:: SUPPLIED PASSAGE ::
-----
I recently was asked a fantastic question about how exercise lowers blood glucose levels. Exercise lowering the blood glucose is independent of insulin levels. I hadn’t really thought to explain it previously to our ADW clients. So I did a bit of reading to make sure that I really understood it myself! One of my better qualities as a veterinarian, I believe, is that I can explain complicated stuff in an understandable fashion. So, here goes:
When we eat, our bodies have the ability to store a certain amount of energy in either the liver or muscle cells. What isn’t used immediately can be stored in these tissues as glycogen, up to a certain limit anyway. Any excess beyond what is used immediately or beyond the capacity to store it as glycogen is then stored as fat.
Here’s the nifty part! The liver can turn the glycogen back into glucose if needed for use anywhere in the body. Our bodies are so clever! This is how the Somogyi swing can happen, aka rebound effect. For example, if the pet receives too much insulin which would drive the blood glucose too low, the liver can react and turn glycogen into glucose and save the day! Or, in the old fight or flight adrenaline situation, it can again turn glycogen into glucose for a pet to make a quick getaway. This is how the white coat syndrome happens and why I’m always encouraging owners of diabetic pets to do blood glucose curves at home instead of in the vet clinic setting. If a pet is stressed, this hepatogluconeogenesis, the liver making sugar from stored glycogen, can make the blood glucose level higher in the vet clinic than it might be at home where a pet is relaxed. If we veterinarians think the blood glucose is higher than it actually is on a regular day to day basis, we might incorrectly advise that a higher dose of insulin is needed.
In muscle, the glycogen cannot be turned back into glucose for elsewhere in the body, but is destined to be used by the muscle. When a pet is active, it uses up the stored glycogen and the body needs to refill those glycogen stores. That is how exercise lowers the blood glucose.
-----
:: GIVEN DATA ::

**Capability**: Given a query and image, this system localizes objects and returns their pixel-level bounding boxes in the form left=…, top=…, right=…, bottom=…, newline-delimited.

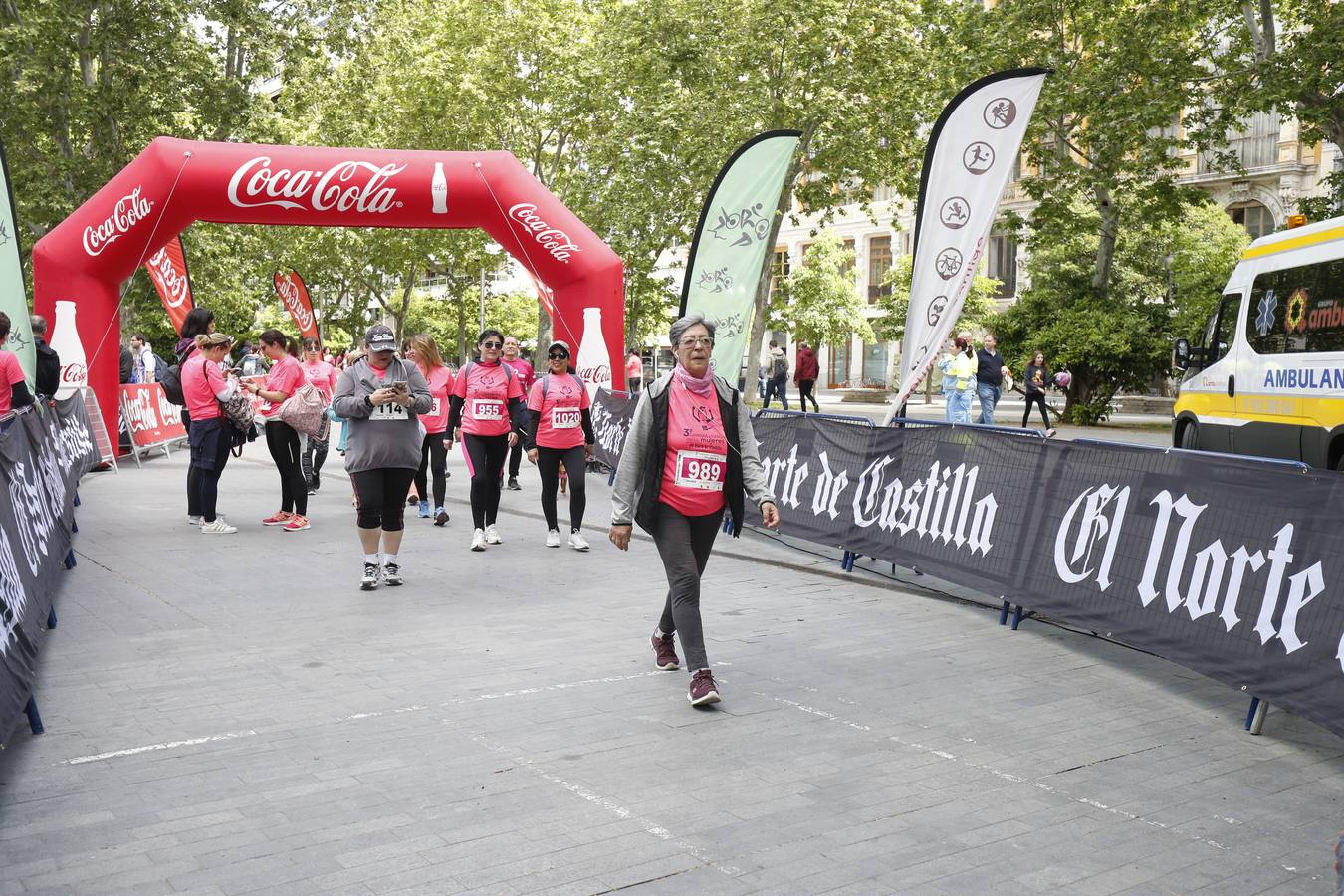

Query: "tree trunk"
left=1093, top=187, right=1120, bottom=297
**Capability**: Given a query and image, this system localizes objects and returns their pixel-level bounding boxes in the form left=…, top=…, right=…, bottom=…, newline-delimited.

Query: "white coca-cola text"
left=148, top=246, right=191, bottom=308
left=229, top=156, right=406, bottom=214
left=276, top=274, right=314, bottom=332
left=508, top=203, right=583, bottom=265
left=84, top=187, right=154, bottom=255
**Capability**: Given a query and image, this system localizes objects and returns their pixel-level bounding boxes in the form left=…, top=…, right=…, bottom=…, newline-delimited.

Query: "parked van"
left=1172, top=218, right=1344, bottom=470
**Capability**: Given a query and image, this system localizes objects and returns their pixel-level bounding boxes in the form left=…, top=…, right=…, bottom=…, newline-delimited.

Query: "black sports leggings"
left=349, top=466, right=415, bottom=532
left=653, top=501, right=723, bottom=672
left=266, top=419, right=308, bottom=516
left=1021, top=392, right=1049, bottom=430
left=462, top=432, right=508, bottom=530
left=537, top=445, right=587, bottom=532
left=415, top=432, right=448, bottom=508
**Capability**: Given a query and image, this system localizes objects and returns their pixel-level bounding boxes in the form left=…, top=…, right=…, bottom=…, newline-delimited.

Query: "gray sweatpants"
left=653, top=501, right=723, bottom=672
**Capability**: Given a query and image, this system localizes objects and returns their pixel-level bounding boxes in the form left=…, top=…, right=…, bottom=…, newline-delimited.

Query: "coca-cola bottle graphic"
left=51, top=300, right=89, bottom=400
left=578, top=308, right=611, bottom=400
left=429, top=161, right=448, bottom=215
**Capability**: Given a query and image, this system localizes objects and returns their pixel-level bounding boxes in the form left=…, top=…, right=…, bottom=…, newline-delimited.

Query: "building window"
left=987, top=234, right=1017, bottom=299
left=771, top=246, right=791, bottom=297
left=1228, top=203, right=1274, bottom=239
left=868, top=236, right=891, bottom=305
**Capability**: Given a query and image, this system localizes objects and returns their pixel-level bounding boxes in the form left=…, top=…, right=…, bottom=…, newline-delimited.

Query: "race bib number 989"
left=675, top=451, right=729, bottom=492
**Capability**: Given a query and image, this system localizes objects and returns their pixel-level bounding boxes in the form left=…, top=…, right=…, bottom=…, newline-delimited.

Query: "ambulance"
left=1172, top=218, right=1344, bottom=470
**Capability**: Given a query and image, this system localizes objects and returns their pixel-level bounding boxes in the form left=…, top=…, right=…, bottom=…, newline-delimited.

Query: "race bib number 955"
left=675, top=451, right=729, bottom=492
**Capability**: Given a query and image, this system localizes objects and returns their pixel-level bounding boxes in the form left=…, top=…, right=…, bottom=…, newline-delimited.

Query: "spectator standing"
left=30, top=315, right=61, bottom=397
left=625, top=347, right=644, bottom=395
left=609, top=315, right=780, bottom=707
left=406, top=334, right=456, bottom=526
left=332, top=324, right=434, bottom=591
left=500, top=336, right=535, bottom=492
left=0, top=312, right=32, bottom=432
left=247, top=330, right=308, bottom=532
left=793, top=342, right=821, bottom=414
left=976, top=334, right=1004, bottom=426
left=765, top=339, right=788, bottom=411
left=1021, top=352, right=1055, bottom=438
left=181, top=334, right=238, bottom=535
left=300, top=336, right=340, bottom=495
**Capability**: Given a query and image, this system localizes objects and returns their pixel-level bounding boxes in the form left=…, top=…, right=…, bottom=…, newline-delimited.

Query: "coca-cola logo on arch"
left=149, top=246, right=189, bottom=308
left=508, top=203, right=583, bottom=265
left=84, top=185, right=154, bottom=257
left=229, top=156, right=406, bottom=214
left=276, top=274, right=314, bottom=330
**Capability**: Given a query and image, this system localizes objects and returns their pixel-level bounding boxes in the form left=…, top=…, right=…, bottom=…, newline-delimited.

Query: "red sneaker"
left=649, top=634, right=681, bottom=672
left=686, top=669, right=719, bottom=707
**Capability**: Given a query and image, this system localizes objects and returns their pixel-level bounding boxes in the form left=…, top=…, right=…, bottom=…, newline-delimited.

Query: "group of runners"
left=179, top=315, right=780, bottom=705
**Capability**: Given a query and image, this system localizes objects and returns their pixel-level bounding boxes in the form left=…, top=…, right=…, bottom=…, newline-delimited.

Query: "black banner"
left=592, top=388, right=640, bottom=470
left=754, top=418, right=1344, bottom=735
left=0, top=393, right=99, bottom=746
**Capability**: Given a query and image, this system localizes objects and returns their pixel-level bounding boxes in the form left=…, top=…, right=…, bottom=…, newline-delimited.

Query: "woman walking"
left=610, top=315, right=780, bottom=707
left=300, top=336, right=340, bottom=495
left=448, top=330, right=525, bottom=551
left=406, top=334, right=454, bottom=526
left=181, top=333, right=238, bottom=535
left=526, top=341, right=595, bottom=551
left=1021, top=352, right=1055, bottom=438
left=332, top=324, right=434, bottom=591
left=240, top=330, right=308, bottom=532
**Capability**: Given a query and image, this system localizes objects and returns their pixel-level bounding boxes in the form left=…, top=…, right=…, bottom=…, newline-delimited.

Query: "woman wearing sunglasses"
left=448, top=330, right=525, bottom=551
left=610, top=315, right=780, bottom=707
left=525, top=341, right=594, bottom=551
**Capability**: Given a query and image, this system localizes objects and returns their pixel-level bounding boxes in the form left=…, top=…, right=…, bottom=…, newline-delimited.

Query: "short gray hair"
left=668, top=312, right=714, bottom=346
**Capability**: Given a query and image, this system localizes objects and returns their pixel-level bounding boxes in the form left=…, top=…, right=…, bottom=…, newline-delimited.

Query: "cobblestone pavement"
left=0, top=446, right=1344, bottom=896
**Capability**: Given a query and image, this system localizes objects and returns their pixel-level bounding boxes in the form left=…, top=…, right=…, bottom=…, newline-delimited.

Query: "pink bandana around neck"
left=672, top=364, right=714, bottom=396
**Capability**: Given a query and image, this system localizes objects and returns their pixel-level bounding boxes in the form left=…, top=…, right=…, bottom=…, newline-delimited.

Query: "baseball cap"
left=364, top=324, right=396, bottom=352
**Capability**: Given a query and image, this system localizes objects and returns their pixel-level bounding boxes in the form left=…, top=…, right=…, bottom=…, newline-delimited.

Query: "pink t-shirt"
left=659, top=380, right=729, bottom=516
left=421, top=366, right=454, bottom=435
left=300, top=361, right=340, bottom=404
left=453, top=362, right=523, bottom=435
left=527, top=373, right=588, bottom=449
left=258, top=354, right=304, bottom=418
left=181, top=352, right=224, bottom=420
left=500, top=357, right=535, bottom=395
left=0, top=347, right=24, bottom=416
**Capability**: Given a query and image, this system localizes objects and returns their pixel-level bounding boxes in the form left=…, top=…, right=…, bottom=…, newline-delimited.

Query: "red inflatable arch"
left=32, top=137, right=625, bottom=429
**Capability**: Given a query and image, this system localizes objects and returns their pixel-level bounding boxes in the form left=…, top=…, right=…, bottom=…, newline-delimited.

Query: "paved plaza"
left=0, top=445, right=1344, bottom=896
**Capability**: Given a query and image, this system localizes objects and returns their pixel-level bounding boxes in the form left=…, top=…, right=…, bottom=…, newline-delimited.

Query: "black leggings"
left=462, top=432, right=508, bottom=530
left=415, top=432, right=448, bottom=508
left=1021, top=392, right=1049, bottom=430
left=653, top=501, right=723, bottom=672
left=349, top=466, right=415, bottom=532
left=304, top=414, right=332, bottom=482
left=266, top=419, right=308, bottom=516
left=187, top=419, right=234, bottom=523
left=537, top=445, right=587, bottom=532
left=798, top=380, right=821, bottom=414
-----
Return the part of the piece on exercise and blood glucose starting with "I recently was" and going on through "stored as fat.", copied word for word.

I recently was asked a fantastic question about how exercise lowers blood glucose levels. Exercise lowering the blood glucose is independent of insulin levels. I hadn’t really thought to explain it previously to our ADW clients. So I did a bit of reading to make sure that I really understood it myself! One of my better qualities as a veterinarian, I believe, is that I can explain complicated stuff in an understandable fashion. So, here goes:
When we eat, our bodies have the ability to store a certain amount of energy in either the liver or muscle cells. What isn’t used immediately can be stored in these tissues as glycogen, up to a certain limit anyway. Any excess beyond what is used immediately or beyond the capacity to store it as glycogen is then stored as fat.